_INPUT FOR THIS TASK_
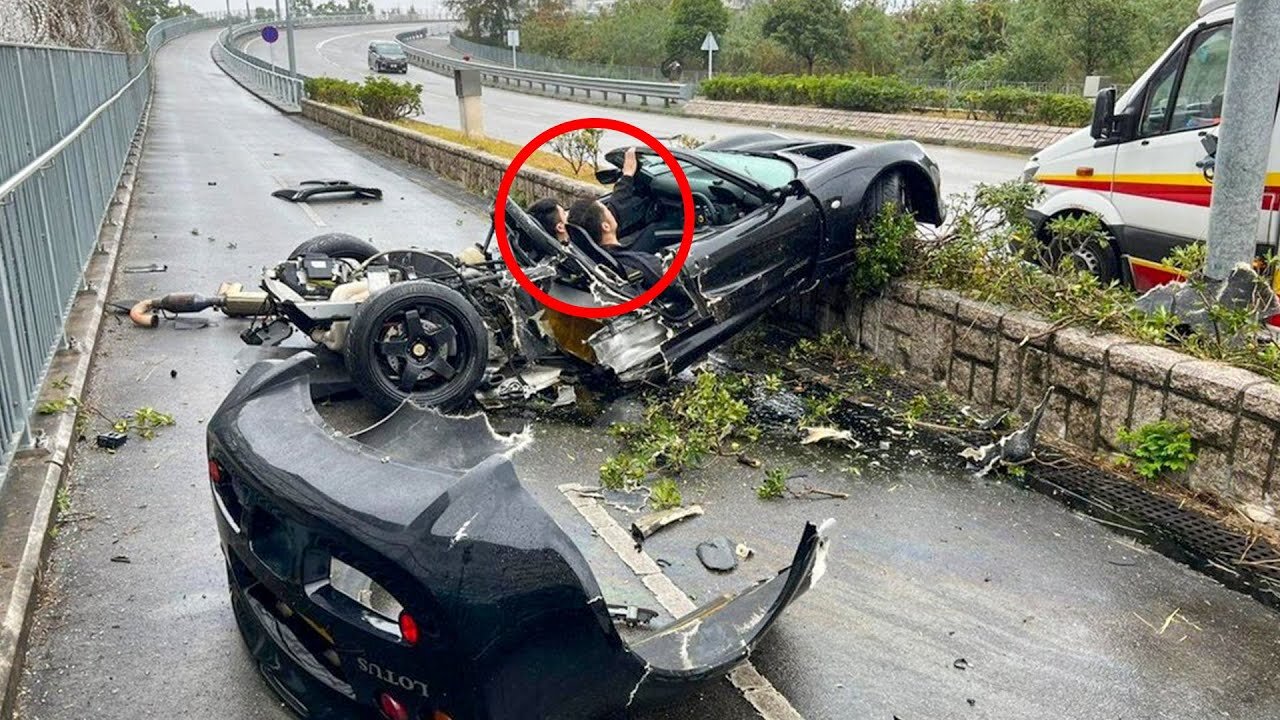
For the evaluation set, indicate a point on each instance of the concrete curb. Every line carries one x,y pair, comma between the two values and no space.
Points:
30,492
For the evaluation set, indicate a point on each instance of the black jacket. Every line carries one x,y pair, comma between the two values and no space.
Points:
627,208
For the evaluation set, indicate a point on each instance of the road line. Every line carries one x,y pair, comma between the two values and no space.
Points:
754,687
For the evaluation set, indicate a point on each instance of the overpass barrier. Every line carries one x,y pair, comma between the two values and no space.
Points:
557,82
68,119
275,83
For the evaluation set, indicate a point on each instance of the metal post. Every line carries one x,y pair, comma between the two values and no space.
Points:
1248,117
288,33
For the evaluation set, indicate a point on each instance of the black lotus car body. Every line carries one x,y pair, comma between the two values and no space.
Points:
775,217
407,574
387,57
==
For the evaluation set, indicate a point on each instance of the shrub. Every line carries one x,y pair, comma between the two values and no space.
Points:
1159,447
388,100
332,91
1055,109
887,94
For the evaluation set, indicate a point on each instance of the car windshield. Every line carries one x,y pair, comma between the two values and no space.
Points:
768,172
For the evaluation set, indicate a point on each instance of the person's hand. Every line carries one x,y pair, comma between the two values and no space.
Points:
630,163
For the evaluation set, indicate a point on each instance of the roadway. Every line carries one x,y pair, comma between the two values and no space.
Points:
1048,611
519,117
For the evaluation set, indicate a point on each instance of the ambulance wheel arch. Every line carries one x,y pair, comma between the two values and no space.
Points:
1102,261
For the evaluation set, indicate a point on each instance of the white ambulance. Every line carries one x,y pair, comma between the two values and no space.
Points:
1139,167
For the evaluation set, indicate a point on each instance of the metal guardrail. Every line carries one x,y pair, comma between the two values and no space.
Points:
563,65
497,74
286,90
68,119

_THE TASK_
Extract from the records above every line that contains the word "black", reproducing each line in full.

_PROBLEM SOLUTION_
For the evaluation set, indicate a point on each instance of the black jacket. Every line carries one x,y pair, comma between the two values and no space.
For the evaluation set, indicate a point on each instance of the black lotus car body. Every line carries one x,y pair, comma between the two values and no space.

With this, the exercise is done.